[Provided text]:
Peters, who was a very young man at the time, later became well known for his many pictures of “Fishtown.” In about 1940, he moved to Ludington, where he worked on the Pere Marquette carferries.

Other names will be recognized as those of doughty commercial fishermen.

After the top of the ice was cleared of snow (if necessary), the “marker” was put to use.

The “marker” was an instrument that cut shallow grooves in the ice, marking it off into large blocks or “cakes.” A “plow” had a series of knives on a steel bar to deepen the grooves until the blocks could be sawn or pried apart and removed from the lake.

Ramps were used to haul the cakes onto wagons or trucks, which were used to transport the ice to the icehouses, where it would be packed in sawdust.

About the time horses had been replaced by trucks for the local ice harvest, power saws were used to speed things up and reduce the manual labor.

Other northern Michigan communities, like Fife Lake, harvested more ice. But in those instances direct rail connections gave access to larger markets for this product.

[Provided data]:

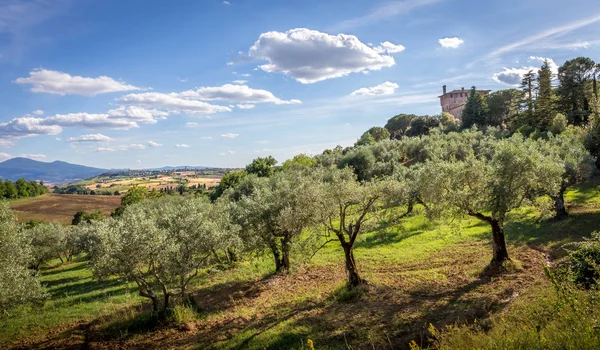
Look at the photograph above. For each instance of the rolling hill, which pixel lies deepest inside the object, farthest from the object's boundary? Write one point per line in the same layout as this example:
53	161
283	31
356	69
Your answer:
56	172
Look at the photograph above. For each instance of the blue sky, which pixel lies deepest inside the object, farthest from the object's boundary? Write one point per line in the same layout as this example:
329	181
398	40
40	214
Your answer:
136	84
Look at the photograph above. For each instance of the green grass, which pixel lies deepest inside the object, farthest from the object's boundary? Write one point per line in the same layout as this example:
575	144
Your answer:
74	295
418	272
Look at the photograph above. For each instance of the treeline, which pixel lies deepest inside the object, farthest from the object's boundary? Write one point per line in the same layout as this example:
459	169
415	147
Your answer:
82	189
21	189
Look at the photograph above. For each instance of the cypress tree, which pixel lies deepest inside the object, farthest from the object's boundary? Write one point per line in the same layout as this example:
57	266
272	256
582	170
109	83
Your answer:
545	103
475	111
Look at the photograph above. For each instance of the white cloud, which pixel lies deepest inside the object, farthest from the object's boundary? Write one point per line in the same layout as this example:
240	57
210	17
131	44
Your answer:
171	102
548	33
34	156
90	121
389	48
25	127
237	93
90	138
387	88
133	146
513	76
553	66
137	114
54	82
451	43
310	56
4	156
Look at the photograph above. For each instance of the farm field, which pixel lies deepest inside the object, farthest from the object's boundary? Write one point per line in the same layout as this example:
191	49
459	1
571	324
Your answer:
419	272
62	207
155	182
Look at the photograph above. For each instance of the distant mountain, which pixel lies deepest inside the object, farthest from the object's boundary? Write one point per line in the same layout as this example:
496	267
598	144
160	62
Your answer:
56	172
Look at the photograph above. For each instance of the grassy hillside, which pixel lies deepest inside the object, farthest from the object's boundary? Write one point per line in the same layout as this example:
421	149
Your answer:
418	273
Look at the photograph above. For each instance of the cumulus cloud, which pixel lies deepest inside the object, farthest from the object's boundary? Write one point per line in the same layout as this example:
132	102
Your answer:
451	43
4	156
89	121
513	76
309	56
389	48
90	138
171	102
25	127
387	88
33	156
137	114
129	147
236	93
54	82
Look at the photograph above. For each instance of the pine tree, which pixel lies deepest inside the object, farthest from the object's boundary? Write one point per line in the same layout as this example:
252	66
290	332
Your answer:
475	111
545	103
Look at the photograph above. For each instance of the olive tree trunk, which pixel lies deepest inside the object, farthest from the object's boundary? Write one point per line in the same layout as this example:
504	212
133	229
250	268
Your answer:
353	277
500	253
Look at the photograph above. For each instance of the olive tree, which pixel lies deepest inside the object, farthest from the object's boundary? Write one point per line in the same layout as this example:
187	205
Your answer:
46	241
567	149
160	245
273	213
346	206
487	187
18	284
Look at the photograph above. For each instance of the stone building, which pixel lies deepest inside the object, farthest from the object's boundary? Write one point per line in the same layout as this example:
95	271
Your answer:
454	101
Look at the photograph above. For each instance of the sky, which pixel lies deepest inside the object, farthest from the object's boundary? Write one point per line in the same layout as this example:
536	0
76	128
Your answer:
142	84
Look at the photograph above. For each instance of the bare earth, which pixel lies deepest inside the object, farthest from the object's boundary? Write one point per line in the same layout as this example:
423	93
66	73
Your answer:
62	207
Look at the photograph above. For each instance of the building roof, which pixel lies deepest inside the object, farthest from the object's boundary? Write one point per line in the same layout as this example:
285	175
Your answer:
459	91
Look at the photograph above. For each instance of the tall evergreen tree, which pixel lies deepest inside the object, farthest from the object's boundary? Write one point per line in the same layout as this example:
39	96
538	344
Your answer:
545	103
475	111
576	87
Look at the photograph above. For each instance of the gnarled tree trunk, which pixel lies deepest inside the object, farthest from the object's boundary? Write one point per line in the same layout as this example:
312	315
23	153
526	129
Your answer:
353	277
498	242
560	212
500	253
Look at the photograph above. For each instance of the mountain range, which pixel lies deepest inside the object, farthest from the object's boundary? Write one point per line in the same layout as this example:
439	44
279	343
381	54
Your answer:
58	172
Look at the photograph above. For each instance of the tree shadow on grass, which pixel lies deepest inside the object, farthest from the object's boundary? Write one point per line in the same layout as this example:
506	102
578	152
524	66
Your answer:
385	238
525	230
87	287
53	270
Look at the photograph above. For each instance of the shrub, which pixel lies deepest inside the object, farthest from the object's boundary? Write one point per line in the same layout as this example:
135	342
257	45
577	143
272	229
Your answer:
585	261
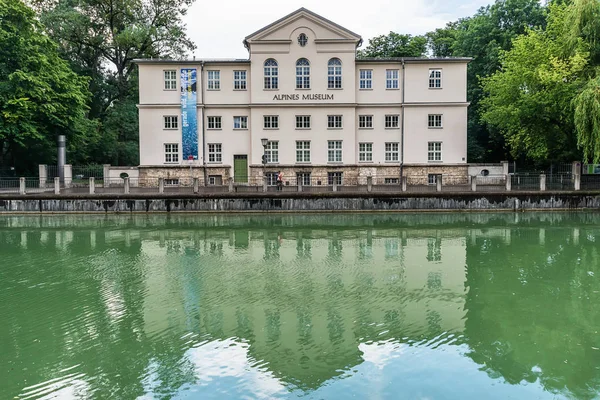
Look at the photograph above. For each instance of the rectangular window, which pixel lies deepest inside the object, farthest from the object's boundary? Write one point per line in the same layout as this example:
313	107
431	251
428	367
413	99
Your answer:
435	79
434	151
334	178
240	122
365	152
391	152
334	151
391	79
302	121
239	80
271	122
334	121
272	152
171	152
303	178
170	79
366	79
214	152
303	151
392	121
214	122
434	120
170	121
365	121
214	80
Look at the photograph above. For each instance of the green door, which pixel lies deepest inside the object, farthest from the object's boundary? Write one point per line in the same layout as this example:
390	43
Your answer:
240	168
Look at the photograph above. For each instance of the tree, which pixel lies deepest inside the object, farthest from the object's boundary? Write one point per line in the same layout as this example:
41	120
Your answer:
40	96
529	99
395	45
101	38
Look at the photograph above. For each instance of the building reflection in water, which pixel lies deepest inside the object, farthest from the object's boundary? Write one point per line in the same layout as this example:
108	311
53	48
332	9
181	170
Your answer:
294	302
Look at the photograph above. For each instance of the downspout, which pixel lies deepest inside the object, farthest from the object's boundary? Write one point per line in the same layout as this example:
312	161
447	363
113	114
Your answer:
402	127
203	123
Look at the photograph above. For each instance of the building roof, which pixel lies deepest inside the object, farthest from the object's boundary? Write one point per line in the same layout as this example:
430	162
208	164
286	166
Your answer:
310	13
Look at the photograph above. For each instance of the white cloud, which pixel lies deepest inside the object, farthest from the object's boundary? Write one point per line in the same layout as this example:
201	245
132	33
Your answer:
219	27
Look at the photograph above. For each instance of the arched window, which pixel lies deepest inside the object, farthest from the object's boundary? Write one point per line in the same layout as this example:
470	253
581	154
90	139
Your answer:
302	74
271	74
334	74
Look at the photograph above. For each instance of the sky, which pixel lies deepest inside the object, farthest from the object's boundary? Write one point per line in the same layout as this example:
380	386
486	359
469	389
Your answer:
219	27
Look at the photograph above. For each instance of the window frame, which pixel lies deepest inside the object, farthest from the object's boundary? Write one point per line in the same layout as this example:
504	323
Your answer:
242	126
333	150
390	152
432	152
273	122
304	119
302	152
216	118
273	74
216	82
392	82
368	81
334	74
335	121
389	120
239	82
365	152
173	153
216	153
435	121
433	79
172	80
168	120
365	118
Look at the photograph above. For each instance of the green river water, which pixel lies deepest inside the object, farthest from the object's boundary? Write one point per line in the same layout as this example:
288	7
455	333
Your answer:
319	306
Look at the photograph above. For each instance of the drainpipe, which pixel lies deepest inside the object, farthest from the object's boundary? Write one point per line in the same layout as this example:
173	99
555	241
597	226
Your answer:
203	123
402	127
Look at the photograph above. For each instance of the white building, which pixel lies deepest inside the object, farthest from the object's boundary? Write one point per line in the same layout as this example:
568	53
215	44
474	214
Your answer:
327	115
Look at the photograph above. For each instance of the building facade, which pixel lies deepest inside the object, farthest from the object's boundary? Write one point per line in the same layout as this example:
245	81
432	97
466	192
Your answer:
305	105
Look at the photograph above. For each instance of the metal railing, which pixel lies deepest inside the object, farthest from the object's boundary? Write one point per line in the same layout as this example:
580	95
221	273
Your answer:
310	183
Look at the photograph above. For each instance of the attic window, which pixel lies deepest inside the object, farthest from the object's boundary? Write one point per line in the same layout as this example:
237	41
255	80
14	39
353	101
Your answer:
302	39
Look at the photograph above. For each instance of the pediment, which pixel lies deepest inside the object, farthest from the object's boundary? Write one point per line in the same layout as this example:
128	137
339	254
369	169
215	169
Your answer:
283	29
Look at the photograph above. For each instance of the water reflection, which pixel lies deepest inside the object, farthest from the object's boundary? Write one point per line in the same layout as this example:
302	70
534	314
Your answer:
280	306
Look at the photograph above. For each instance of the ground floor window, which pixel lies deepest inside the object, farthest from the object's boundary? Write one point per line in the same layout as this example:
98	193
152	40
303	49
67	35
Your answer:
171	152
303	178
334	178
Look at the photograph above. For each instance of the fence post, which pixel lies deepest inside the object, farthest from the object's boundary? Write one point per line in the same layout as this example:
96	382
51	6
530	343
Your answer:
68	171
106	175
43	173
543	182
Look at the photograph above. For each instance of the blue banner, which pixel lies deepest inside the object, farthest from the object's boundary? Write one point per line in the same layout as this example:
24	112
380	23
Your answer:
189	116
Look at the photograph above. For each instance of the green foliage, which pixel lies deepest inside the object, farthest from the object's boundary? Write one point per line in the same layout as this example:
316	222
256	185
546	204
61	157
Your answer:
395	45
587	120
529	100
40	96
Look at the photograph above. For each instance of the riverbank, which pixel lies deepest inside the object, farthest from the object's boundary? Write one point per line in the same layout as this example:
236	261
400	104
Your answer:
299	202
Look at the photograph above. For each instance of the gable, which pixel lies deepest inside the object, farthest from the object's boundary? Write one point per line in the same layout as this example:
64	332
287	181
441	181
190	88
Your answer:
321	28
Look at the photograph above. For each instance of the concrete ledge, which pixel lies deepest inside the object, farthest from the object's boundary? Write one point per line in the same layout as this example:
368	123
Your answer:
299	202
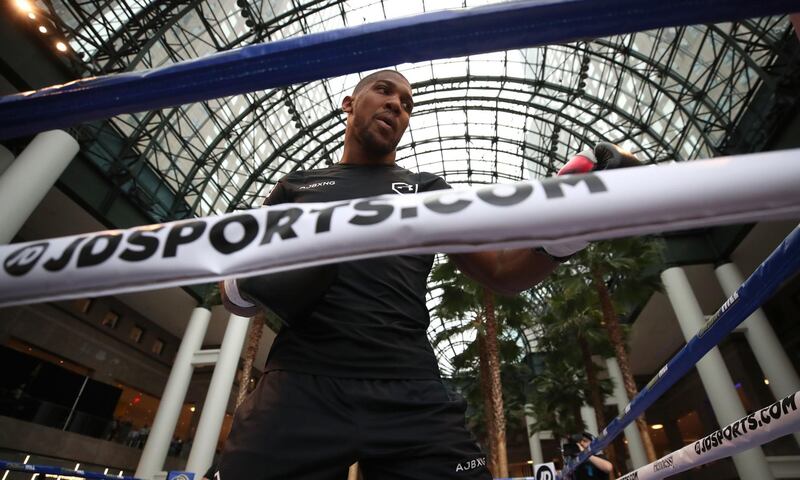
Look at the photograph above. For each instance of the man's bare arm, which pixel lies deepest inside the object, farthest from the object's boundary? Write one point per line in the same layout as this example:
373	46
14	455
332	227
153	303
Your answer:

[Given instruction A]: Please rewrite the stretch of the ice harvest text from "Other names will" through "for this product.", putting "lorries" in place of "trucks".
[Given instruction B]: In the ice harvest text, what was the ice packed in once it reached the icehouses?
[Given instruction C]: Write what comes next in the ice harvest text, starting after its final sentence.

[Reply A]:
Other names will be recognized as those of doughty commercial fishermen.

After the top of the ice was cleared of snow (if necessary), the “marker” was put to use.

The “marker” was an instrument that cut shallow grooves in the ice, marking it off into large blocks or “cakes.” A “plow” had a series of knives on a steel bar to deepen the grooves until the blocks could be sawn or pried apart and removed from the lake.

Ramps were used to haul the cakes onto wagons or lorries, which were used to transport the ice to the icehouses, where it would be packed in sawdust.

About the time horses had been replaced by lorries for the local ice harvest, power saws were used to speed things up and reduce the manual labor.

Other northern Michigan communities, like Fife Lake, harvested more ice. But in those instances direct rail connections gave access to larger markets for this product.

[Reply B]: Sawdust.

[Reply C]:
Ice harvesting could actually be a big business, and by the middle of the 19th century, fast clipper ships carried ice, packed in sawdust, as far south as Florida from Northern states.

Ice was first shipped from New York City to Charleston, S.C., in 1799.

In Michigan, the winter ice was attacked with the same vigor that the lumberjacks displayed in the woods. And this “crop,” unlike the trees, would replenish itself in less than a year’s time.

At Leland, the harvest became a local tradition and showed that Old Man Winter, while sometimes forcing commercial fishing to a halt, could also provide something useful for those who chose to wrest a living from the waters of the big lake.